# [DIRECTIONS FOR THIS TASK]
Your answer must consist solely of the line containing "faucet shown in the photo above." and each line after it through the end of the data, copied exactly.

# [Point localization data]
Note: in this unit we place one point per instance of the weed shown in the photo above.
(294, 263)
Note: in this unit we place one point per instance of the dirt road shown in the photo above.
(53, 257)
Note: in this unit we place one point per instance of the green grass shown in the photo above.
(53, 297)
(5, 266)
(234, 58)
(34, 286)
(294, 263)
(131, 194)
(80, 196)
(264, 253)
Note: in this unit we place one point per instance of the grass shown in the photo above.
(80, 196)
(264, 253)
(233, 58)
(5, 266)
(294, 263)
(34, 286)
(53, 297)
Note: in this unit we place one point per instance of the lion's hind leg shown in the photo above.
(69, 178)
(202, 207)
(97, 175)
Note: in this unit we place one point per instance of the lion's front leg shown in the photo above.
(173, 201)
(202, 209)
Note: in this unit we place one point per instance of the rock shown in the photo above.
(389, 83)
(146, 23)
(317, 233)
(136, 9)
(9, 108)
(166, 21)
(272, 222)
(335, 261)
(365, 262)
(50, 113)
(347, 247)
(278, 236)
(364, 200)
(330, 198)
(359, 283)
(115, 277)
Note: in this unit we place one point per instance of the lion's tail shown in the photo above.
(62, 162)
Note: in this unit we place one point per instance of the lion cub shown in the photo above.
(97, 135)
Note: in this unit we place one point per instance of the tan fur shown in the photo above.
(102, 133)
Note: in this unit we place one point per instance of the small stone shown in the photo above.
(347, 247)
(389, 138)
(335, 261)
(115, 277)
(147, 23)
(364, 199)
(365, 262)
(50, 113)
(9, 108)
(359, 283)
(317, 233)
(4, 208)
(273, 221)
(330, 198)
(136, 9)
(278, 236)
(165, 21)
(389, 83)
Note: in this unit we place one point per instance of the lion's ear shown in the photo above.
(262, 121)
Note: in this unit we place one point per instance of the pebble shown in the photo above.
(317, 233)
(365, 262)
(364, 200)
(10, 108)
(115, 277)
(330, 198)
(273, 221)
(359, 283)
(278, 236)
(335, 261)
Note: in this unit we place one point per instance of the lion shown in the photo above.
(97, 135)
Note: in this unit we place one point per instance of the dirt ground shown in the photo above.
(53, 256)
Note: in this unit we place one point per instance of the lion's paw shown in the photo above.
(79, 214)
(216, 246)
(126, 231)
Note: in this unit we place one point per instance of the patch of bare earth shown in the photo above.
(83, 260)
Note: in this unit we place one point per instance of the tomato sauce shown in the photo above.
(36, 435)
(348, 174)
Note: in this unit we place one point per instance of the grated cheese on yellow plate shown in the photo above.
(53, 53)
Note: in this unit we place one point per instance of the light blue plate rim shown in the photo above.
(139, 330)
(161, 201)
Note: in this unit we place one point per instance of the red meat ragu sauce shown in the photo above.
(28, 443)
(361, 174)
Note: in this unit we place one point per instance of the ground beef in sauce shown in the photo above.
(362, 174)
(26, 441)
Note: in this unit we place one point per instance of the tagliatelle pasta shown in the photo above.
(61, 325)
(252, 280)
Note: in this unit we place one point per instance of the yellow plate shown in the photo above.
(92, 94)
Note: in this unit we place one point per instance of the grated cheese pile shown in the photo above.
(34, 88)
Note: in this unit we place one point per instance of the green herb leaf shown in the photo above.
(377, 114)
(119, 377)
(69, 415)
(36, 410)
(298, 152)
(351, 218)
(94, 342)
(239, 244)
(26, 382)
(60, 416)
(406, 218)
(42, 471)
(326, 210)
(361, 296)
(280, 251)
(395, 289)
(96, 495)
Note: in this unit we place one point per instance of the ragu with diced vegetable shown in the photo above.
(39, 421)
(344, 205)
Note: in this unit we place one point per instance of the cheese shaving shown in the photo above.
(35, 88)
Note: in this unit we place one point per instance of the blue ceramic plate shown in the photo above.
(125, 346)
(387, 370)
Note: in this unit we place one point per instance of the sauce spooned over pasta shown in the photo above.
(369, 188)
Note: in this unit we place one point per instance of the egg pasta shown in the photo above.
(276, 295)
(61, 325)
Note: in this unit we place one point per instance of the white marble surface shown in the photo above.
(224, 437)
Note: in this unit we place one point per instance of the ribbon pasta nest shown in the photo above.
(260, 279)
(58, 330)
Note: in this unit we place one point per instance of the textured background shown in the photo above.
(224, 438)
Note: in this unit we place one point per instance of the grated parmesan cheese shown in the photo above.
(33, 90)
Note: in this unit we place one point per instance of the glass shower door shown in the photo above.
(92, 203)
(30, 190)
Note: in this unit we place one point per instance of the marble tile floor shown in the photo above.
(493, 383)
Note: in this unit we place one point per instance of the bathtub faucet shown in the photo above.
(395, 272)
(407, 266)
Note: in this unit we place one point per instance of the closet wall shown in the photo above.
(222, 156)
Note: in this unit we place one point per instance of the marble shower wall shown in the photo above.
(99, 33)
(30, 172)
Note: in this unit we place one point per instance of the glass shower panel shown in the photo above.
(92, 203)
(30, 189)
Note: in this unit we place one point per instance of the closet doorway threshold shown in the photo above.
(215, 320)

# [RESULT FOR THIS TASK]
Note: in this unit we place one point per instance of the bathtub faucet shown in the photo above.
(395, 272)
(407, 266)
Note: in this unit we place one point per instance of the closet wall shown in the photo above.
(222, 156)
Note: in this unit we place one point per instance of the marble shower wall shown in the photo above.
(99, 33)
(30, 172)
Note: in this unit we place one point per instance of the glass shower panel shown in the photo above.
(92, 203)
(30, 189)
Note: in this unit we place one point per instance of the closet doorway threshold shown in the photo above.
(215, 320)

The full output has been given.